[Data records — start]

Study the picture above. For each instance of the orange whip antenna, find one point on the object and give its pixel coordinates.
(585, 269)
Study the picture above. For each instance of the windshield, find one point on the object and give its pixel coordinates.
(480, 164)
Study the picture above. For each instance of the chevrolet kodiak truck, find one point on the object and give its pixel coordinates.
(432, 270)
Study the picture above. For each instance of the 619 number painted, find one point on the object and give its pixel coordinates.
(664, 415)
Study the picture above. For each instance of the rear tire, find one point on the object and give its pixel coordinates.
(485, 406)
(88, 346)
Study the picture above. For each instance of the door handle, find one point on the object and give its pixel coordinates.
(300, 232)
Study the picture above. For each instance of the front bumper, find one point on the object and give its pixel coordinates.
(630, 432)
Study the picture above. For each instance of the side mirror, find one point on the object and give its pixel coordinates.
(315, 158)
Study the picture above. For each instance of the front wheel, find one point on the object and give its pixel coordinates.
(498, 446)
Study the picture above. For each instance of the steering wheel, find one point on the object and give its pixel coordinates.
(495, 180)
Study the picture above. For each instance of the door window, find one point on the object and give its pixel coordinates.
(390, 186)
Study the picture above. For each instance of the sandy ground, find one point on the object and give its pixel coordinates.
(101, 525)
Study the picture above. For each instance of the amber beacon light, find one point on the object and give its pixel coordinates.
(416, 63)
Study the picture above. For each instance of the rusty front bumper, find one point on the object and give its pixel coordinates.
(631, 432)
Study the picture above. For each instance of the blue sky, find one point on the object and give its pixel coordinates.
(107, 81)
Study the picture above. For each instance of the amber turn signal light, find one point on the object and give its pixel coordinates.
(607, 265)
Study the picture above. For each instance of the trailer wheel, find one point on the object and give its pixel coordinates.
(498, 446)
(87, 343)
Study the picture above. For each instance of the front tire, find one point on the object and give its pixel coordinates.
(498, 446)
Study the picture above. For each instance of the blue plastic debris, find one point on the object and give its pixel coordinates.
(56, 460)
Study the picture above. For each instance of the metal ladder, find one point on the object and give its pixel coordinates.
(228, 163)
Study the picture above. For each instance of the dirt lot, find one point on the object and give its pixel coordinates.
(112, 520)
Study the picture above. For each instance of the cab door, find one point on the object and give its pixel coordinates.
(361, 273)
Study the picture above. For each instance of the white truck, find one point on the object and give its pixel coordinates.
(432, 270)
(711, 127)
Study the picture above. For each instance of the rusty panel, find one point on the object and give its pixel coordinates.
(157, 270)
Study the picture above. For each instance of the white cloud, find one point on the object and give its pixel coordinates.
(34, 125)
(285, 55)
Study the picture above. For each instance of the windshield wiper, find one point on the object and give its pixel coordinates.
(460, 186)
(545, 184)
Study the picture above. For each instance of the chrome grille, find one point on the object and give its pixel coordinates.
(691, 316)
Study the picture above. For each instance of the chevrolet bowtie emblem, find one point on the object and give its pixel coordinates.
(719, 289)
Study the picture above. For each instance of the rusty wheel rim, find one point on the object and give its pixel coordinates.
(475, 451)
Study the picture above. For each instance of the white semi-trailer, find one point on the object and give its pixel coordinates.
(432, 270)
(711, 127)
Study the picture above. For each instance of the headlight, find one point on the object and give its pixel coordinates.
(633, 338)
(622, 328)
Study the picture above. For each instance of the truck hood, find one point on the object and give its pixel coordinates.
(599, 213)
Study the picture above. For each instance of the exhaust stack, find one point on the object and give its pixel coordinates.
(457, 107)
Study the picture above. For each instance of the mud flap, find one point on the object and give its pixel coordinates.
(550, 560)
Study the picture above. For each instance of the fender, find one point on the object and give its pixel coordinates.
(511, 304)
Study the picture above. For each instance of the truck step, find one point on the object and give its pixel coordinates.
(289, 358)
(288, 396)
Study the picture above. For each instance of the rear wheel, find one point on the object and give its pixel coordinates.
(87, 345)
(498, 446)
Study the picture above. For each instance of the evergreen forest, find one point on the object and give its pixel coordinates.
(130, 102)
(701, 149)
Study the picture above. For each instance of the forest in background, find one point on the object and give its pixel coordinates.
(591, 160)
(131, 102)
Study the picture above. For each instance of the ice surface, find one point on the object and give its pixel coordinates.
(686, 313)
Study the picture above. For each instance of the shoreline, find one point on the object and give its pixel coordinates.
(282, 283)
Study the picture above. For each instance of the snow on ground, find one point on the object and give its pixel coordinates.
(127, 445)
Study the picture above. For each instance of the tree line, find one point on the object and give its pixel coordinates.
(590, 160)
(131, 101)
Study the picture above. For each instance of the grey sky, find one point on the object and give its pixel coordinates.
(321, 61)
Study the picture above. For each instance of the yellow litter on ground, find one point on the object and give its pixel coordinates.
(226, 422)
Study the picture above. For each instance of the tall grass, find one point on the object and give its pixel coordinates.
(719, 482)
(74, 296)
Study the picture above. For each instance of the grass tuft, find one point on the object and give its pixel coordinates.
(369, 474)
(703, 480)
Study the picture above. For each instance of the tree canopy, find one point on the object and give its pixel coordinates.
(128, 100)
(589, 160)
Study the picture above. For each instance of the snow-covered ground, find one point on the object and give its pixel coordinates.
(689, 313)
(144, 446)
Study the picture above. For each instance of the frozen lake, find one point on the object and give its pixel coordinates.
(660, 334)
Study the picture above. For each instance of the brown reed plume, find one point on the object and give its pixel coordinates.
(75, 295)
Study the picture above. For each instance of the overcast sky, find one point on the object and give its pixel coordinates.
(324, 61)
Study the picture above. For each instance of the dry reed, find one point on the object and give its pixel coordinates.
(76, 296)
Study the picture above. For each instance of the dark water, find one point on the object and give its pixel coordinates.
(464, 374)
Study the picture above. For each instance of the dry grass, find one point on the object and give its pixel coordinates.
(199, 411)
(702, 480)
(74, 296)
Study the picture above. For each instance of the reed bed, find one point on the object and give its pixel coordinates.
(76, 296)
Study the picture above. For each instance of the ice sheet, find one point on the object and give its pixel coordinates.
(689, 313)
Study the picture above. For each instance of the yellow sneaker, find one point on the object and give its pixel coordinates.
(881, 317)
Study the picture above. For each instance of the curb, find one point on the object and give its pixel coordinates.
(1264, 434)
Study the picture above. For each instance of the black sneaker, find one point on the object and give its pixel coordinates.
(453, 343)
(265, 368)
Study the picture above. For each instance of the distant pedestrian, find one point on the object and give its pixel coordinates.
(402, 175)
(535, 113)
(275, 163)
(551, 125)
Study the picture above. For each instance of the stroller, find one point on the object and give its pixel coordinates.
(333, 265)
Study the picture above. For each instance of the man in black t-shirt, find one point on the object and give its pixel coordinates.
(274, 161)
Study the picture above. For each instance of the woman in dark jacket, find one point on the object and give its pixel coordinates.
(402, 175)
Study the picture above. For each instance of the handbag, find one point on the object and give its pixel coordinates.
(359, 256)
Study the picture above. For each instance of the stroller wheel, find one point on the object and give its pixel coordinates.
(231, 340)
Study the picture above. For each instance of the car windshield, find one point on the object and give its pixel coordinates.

[Data records — finish]

*To do*:
Reproduce every record above, word for word.

*Task answer*:
Study the picture above. For each instance of the orange whip antenna, find one point on the object and give its pixel coordinates.
(585, 269)
Study the picture above. For each instance of the windshield, find one point on the object and give its pixel coordinates.
(480, 164)
Study the picture above. For each instance of the chevrolet kodiak truck, find one point on the object and give its pixel coordinates.
(432, 270)
Study the picture above. For each instance of the 619 number painted, find one point on the object and give its pixel coordinates.
(664, 415)
Study the picture above. For each instance of the rear tire, find one point on the object and give its pixel coordinates.
(485, 406)
(88, 346)
Study the picture above. For each instance of the door handle, find one point on the object and give its pixel coordinates.
(300, 232)
Study the picture above. For each instance of the front bumper, find one point on the object and give its pixel coordinates.
(630, 432)
Study the picture above. For each instance of the side mirror, find one point on the object and give its pixel coordinates.
(315, 158)
Study the picture above. For each instance of the front wheel, find one point on the object and give its pixel coordinates.
(498, 446)
Study the picture above. For each instance of the steering wheel, find one point on the object and give its pixel coordinates.
(495, 180)
Study the picture above. For each instance of the door window, find one point on the object and give its pixel coordinates.
(390, 186)
Study the picture above. For each instance of the sandy ground, find one point on the object and give its pixel coordinates.
(101, 525)
Study the picture above. For each instance of the amber beacon light, find one point on the object and give its pixel coordinates.
(416, 63)
Study the picture above. For each instance of the rusty front bumper, find one point on the object and give its pixel coordinates.
(631, 432)
Study the picture above. For each instance of the blue sky, find one point on the object and give its pixel coordinates.
(107, 81)
Study the picture above. For each instance of the amber turn signal light, find one point on the object and give its pixel coordinates.
(607, 265)
Study the picture above. For each instance of the trailer wheel, find one point on the object and give its pixel coordinates.
(498, 446)
(87, 343)
Study the picture above. For each instance of the front tire, find one point on the object and give its pixel coordinates.
(498, 446)
Study the picture above. For each instance of the blue plastic debris, find one point on the object and give its pixel coordinates.
(56, 460)
Study the picture above. For each instance of the metal ladder, find one point on the object and give its pixel coordinates.
(228, 163)
Study the picture above. For each instance of the dirt lot, find one point on the object and give its pixel coordinates.
(112, 520)
Study the picture above. For each instance of the cab door, find one point on the object and give its pixel coordinates.
(361, 273)
Study the picture above. For each instance of the white truck, find one point on the object and give its pixel coordinates.
(432, 270)
(711, 127)
Study the picture above. For each instance of the rusty panel, find one point on the object and give its pixel coordinates.
(157, 270)
Study the picture above. For each instance of the white cloud, find one point on the object and give its pixel coordinates.
(34, 125)
(285, 55)
Study the picture above. For each instance of the windshield wiper, find one point on the object and give its pixel coordinates.
(460, 186)
(545, 184)
Study the picture above. For each instance of the chrome grille, find one point on the object and give its pixel coordinates.
(691, 316)
Study the picture above. For each instance of the chevrolet bowtie emblem, find one point on the object and give its pixel coordinates.
(719, 289)
Study the picture above. For each instance of the rusty wheel rim, find one point on the object and give its pixel coordinates.
(475, 451)
Study the picture above. For each instance of the white semi-trailer, find one point on the object and give its pixel coordinates.
(432, 270)
(711, 127)
Study the picture above. For each instance of the headlight, find one point on the object and give its pixel coordinates.
(633, 338)
(622, 328)
Study the picture above. For each instance of the truck hood, find one point on the object and give its pixel coordinates.
(599, 213)
Study the picture above. For each instance of the exhaust stack, find one point on the object and give its pixel coordinates.
(457, 107)
Study the picture above. For each instance of the mud flap, find one point on the object and give its pixel coordinates.
(550, 560)
Study the picture above. For each instance of the fender, find one point on the object and give its pixel coordinates.
(511, 304)
Study the picture above. For each instance of the truck step, find one point on the object and give its pixel coordinates.
(289, 358)
(288, 396)
Study the picture above. For each instance of the rear wheel, find one point on the object and give its pixel coordinates.
(87, 345)
(498, 446)
Study the picture above. For each instance of the evergreen forest, find one point on the object and give its pixel coordinates.
(130, 102)
(701, 149)
Study the picture above. For each instance of the forest in background, find one point on the object and give its pixel coordinates.
(591, 160)
(131, 102)
Study the picture above. For each instance of the ice surface, find one point on the object and give its pixel coordinates.
(686, 313)
Study the picture above. For each instance of the shoreline, find one point on the object and give its pixel coordinates.
(282, 283)
Study the picture above. For each instance of the snow on ground, find one point on the object and give its pixel coordinates.
(127, 445)
Study the picture above. For each instance of the tree line, find one point on the object and give its pixel coordinates.
(590, 160)
(131, 101)
Study the picture above. For each instance of the grey sky, find one point on the object and give its pixel coordinates.
(321, 61)
Study the picture above. For each instance of the yellow litter on ground, find one point on the object and give its pixel coordinates.
(226, 422)
Study the picture above. For each instance of the tall grass, find one point on the object and give its pixel coordinates.
(719, 482)
(74, 296)
Study the picture above. For each instance of the grass tuft, find one point on the object and give its pixel coordinates.
(369, 474)
(703, 480)
Study the picture above. For each instance of the tree canopy, find one point on the object and give its pixel coordinates.
(128, 100)
(589, 160)
Study the picture above. For each instance of the snow-covered ground, find one point on the object and give its pixel coordinates.
(689, 313)
(144, 446)
Study the picture above. For each instance of the frozen lake, find one point on the object and give its pixel coordinates.
(660, 334)
Study the picture above. For each instance of the brown reed plume, find one point on the object and give its pixel coordinates.
(75, 295)
Study the picture above. For each instance of the overcast sky, find one point on the object and give its pixel coordinates.
(324, 61)
Study the picture above. For each instance of the dry reed, find one point on the object and give its pixel coordinates.
(76, 296)
Study the picture above. For each instance of the dark water, find one point on the object and give its pixel coordinates.
(464, 374)
Study the picture above. For each instance of the dry grass, find one point on the object and give its pixel coordinates.
(199, 411)
(702, 480)
(74, 296)
Study the picture above. For each instance of the reed bed, find one point on the object and give its pixel coordinates.
(76, 296)
Study the picture above. For each instance of the ice sheet, find one point on the object and give its pixel coordinates.
(689, 313)
Study the picture above. For each instance of the yellow sneaker, find one point on the object and give its pixel coordinates.
(881, 317)
Study the picture above. For each instance of the curb, find one point on the object and give its pixel coordinates.
(1264, 434)
Study the picture above. For each instance of the black sneaker, find one point on the object and give its pixel coordinates.
(453, 343)
(265, 368)
Study the picture above. For each instance of the distant pedestrian, find one point on the object and give its pixel coordinates.
(402, 175)
(535, 113)
(275, 163)
(551, 125)
Study the picture above. For each instance of the stroller, find one point on the object and give its pixel coordinates.
(333, 265)
Study the picture above. For each instance of the man in black t-shirt, find one point on the object and give its pixel coordinates.
(274, 161)
Study the picture above. For each instance of the woman in dark jacket, find one point on the object and give its pixel coordinates.
(402, 175)
Study the picture above. For each instance of the handbag, find one point on the object and give its pixel coordinates.
(359, 256)
Study the picture above. For each instance of the stroller wheel, find one point on the object and give its pixel coordinates.
(231, 340)
Study the picture above. For each instance of the car windshield, find one point on the object and give its pixel coordinates.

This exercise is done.